[Region labeling records]
○ ○ ○ ○ ○

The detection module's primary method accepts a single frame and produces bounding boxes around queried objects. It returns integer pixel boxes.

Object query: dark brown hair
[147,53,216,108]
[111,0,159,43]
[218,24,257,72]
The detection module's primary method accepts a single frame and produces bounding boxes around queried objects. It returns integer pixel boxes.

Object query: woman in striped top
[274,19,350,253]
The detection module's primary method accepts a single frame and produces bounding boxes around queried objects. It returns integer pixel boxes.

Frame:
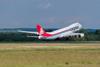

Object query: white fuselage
[40,23,82,39]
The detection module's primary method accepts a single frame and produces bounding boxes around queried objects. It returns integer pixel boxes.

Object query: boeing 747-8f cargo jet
[19,23,84,39]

○ ○ ○ ○ ○

Can you express these records as a two-column CSV with the headers record_text and answer, one row per record? Each record's text and its answer should go in a single quoted field with line breaks turned into spaces, and the pictures should be left out.

## OUTPUT
record_text,answer
"The detection module's primary method accepts a single frame and produces bounding boxes around queried objects. It returns integer pixel boxes. Object query: dark brown hair","[147,53,216,108] [111,0,159,43] [218,24,257,72]"
"The detection module's primary method accepts a single frame and produces bounding boxes around queried objects. It returns integer pixel boxes. Object query: woman in striped top","[274,19,350,253]"
"The detection module's primary method accepts a single frame and produces bounding boxes around queried objects. It returns integer pixel boxes. Frame: Object query: white fuselage","[40,23,82,39]"
"The detection module's primary method accepts a single frame and produces bounding boxes around queried objects. It returns integer pixel boxes. Object query: boeing 747-8f cargo jet","[19,23,84,39]"